** START Data provided **

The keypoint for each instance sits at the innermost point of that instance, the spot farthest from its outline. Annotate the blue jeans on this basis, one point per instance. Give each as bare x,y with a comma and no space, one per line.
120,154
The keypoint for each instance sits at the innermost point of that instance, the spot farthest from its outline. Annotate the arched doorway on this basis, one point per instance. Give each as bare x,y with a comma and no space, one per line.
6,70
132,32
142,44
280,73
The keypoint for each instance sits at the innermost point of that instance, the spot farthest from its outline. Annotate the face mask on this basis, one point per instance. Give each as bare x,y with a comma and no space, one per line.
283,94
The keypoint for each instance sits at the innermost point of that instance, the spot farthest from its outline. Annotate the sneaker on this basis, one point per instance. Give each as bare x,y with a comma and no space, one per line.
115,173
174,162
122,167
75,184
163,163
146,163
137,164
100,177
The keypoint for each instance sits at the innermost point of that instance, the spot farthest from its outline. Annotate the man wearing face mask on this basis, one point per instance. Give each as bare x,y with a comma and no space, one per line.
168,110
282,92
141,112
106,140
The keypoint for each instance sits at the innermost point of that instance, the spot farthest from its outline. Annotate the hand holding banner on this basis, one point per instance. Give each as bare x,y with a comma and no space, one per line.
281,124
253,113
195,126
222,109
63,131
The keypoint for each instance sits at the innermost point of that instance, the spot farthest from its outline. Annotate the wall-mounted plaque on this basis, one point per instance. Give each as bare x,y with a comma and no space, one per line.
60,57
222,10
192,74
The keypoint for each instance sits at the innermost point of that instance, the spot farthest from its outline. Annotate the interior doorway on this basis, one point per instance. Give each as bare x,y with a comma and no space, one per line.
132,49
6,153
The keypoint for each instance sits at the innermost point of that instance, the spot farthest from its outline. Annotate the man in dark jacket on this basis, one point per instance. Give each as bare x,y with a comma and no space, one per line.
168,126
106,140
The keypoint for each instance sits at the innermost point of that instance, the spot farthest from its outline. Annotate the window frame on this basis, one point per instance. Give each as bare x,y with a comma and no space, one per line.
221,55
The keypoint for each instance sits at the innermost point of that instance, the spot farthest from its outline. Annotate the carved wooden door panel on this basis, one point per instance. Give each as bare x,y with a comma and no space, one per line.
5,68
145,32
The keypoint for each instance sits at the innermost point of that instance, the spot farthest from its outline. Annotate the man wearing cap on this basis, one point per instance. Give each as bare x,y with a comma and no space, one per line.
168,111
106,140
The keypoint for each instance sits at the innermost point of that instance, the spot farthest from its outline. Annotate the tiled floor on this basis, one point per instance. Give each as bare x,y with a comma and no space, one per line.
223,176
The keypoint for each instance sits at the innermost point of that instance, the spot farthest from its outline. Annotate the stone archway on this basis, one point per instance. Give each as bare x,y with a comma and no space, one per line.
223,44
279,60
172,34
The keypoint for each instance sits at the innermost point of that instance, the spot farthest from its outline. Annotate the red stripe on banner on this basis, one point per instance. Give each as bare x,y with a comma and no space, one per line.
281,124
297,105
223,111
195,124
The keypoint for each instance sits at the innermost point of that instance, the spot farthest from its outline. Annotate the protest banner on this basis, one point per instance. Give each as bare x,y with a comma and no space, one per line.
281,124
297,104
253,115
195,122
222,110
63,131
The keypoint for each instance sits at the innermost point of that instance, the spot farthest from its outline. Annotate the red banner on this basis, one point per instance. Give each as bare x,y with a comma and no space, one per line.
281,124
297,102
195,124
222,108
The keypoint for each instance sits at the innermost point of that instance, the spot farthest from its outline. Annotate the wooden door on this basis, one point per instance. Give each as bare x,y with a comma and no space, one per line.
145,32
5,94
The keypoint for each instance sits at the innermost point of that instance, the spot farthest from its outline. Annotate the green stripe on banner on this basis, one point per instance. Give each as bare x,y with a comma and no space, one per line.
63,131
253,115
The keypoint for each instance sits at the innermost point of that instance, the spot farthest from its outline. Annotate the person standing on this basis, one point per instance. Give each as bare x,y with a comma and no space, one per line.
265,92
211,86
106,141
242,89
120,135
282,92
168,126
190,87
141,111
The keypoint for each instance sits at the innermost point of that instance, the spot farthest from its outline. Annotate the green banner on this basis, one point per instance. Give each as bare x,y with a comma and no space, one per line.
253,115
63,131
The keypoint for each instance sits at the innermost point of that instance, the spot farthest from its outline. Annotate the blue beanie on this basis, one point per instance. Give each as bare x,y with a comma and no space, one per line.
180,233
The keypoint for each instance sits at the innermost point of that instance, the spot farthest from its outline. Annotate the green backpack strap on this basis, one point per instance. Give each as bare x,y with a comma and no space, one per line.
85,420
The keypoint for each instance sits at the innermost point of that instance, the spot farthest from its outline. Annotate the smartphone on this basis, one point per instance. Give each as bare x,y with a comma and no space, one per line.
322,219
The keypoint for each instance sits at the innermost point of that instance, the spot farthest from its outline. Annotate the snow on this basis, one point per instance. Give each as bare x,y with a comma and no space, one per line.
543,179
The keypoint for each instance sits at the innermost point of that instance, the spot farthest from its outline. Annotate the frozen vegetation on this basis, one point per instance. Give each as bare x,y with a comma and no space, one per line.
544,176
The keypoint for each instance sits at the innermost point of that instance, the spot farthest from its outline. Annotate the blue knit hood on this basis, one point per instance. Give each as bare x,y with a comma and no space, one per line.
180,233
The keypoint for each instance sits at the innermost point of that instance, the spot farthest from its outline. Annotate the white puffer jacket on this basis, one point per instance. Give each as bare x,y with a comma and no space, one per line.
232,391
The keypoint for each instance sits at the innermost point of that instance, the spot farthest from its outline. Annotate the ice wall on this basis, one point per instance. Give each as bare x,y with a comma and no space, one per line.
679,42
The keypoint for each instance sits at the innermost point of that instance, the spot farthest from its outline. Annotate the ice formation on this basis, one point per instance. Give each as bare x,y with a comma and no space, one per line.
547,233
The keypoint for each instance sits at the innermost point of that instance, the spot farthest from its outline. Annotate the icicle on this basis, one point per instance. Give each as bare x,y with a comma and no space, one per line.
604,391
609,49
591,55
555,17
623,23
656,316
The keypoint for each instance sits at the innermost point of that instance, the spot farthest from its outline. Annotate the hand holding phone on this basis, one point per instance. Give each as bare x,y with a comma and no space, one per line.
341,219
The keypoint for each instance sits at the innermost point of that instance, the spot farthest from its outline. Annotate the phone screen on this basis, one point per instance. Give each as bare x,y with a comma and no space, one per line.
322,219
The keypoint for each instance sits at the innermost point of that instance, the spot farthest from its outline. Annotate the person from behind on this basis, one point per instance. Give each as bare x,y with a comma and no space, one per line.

** END Data provided **

**Set task**:
Repeat the entire listing above word for word, from its first line to its last.

**Result below**:
The keypoint for each instance sits at the innermost point of that instance, the spot farthest from its outline. Annotate the blue jeans on this basis, one point per instance. Give each as bare x,y with a comma and no space, one per line.
120,154
The keypoint for each instance sits at the innermost point of that instance, the spot farthest from its outline. Annotate the arched doorway on this basis, one point per instance. Give each as bare x,y with a comma and no space, one per line.
6,70
132,32
142,44
280,73
The keypoint for each instance sits at the innermost point of that instance, the spot farthest from its outline. Annotate the face mask on this basis, one point per instance. Give each as bare x,y with a comma and no space, one per line.
283,94
The keypoint for each instance sits at the innermost point of that instance, the spot farthest from its outline. Annotate the sneaker on this basis, one point per instance. Give each as bare x,y with a comma and no space, one per line.
115,173
174,162
122,167
75,184
163,163
146,163
137,164
100,177
The keypoint for each instance sits at the innermost point of that instance, the spot farthest from its outline. Annotate the man wearing face mask on this basis, one point per instance. Give each as bare x,y with a comma and no space, one per line.
168,110
282,92
141,112
106,140
The keypoint for each instance sits at the innermost point of that instance, the spot farthest from its outline. Annotate the hand holding banner on this basis, one point per instance. Give each as bare x,y with a comma and no space, one per line.
281,124
253,113
195,126
222,109
63,131
The keypoint for each instance sits at the innermost point of that instance, the spot farthest from its outline. Annotate the wall-mounted plaque on this basis, one point per instance. Give each as bare x,y with a comma and no space, one per line.
60,57
222,10
192,74
The keypoint for each instance sits at the innermost point of that instance, the spot farthest from its outline. Annotate the interior doorway on this basis, one point per instance. Give each as bare x,y with a comma and no space, one per line.
132,49
6,153
The keypoint for each instance sits at the innermost point of that instance, the spot farthest from its outline. Annotate the man in dark jacket on this basis, one point per instance. Give each as bare x,y with a comma and no space, one per line.
168,126
106,140
The keypoint for each instance sits at the innermost point of that instance, the spot farthest from its outline. Annotate the window frame on this basis, one point per instance. Give each as bare x,y with a comma and no space, one per line.
221,55
The keypoint for each instance sits at the innermost point of that instance, the spot farthest from its outline. Annotate the carved wooden door panel on this basis, one point per instance. Give each as bare x,y with a comma and no space, one per line.
5,68
145,32
The keypoint for each instance sits at the innermost point of that instance, the spot farthest from its outline. Annotate the man wearing cap on this basis, one point per instance. Give each as bare x,y with a comma and no space, one per line.
168,111
106,140
The keypoint for each instance sits at the innermost point of that instance, the spot farthest from its outline. Annotate the tiled floor on this basis, one point per instance. Give each as bare x,y with a comma and no space, one per line.
223,176
The keypoint for each instance sits at the innermost point of that instance, the spot farthest from its outline. Annotate the stone archway on this basis, one point per instance. Give each as bare x,y with a comma and no space, one per line.
223,44
279,60
172,34
The keypoint for each instance sits at the innermost point of that instance, the spot farthest from its outline. Annotate the red stripe on banner on this basis, one point per instance. Give each as bare x,y with a comma and no space, one per line.
281,124
297,105
223,111
195,124
The keypoint for each instance sits at the innermost point of that instance, the spot farthest from its outline. Annotate the protest banner on this basis, one point per instance. Give each as bare x,y with a comma and no space, one per line.
281,124
297,104
253,115
195,122
222,110
63,131
The keypoint for each instance sits at the innermost point of that instance, the spot farthest from its outline. Annotate the red banner on this basis, one point per instance. Give each as bare x,y with a comma and no space, one per line.
281,124
297,102
195,124
222,108
The keypoint for each instance sits at the innermost point of that instance, the spot farthest from its outline. Annotate the wooden door on this basis, one point per instance. Give each as bare x,y with a comma and no space, one per line.
145,32
5,94
The keypoint for each instance sits at the innermost point of that instance, the spot farthest from its outline. Annotate the green stripe on banner on this basis, one point per instance. Give each as bare x,y with a comma and no space, one per line.
63,131
253,115
The keypoint for each instance sits at the innermost point of that instance, the spot farthest from its outline. Annotate the person standing on this basis, one point per instance. Give each as bare x,y with a comma and no space, one per line.
265,92
211,86
106,141
242,89
120,135
282,92
168,126
190,87
141,111
The keypoint for each instance sits at the innermost point of that instance, the spot farthest from its outline. Annotate the green banner on this basis, one point per instance. Give each as bare x,y with a comma and no space, one per line.
253,115
63,131
The keypoint for each instance sits at the innermost point of that instance, the spot farthest from its outline. Annotate the blue beanie on this basis, one point per instance. Give each as bare x,y with a comma and no space, one per line.
180,233
The keypoint for each instance sits at the innermost point of that instance, the spot farthest from its outline. Annotate the green backpack strap on this basis, one point per instance. Give each as bare x,y with a comma and no space, one per line.
85,420
The keypoint for each instance sits at the innermost point of that instance, the spot farthest from its outline. Annotate the smartphone on this basis, one point per instance. Give each as bare x,y with a comma and no space, one per line.
322,219
The keypoint for each instance sits at the innermost point of that instance, the spot farthest from its outline. Annotate the snow on this basis, one point per instance. Give each as bare x,y with a comma and no space, one per line.
543,179
The keypoint for each instance sits at the innermost point of that instance, the spot farthest from its outline. Annotate the frozen vegetation on this basis, one point per instance. Give each as bare x,y with a comma and no space, one per line.
544,176
The keypoint for each instance sits at the innermost point of that instance, the spot farthest from its outline. Annotate the blue knit hood on this basis, one point per instance. Give each as bare x,y with a comma and no space, one per line.
180,233
The keypoint for each instance sits at the innermost point of that instance, the spot farthest from its outline. Annotate the white puffer jacket on this basis, one point per instance. Give each as bare x,y with a comma and no space, one per line.
232,391
The keypoint for each instance sits at the innermost point of that instance, the spot farthest from its outline. Annotate the ice wall on this basis, one point per instance. Give each as bare x,y with a comma and no space, one per line.
679,42
The keypoint for each instance sits at the innermost point of that instance, the spot farthest from its outline. Annotate the ice formation on this basis, one point per instance. Give each as bare x,y with a comma and no space, one per line.
547,233
The keypoint for each instance sits at the innermost point of that instance, the spot farthest from its outline. Annotate the icicle on this basis, one point per instance. Give each as bare x,y with a comma and no space, one per line.
604,391
609,49
591,55
555,17
623,23
656,316
The keypoint for each instance sits at the innermost point of that instance, the spot farthest from its outline. Annotate the hand holding phone on this basis, one point per instance. Give each as bare x,y with a comma and no space, one per line.
341,219
The keypoint for each instance sits at the innermost point of that instance, the spot farthest from its outline. Annotate the phone screen on this basis, one point per instance. Give each as bare x,y with a comma and no space, one per line.
322,219
The keypoint for each instance sits at the innermost point of that instance, the spot farthest from its outline. Annotate the person from behind on this basis, one point per instance. Give each as bare x,y with a comma and no space, one per line.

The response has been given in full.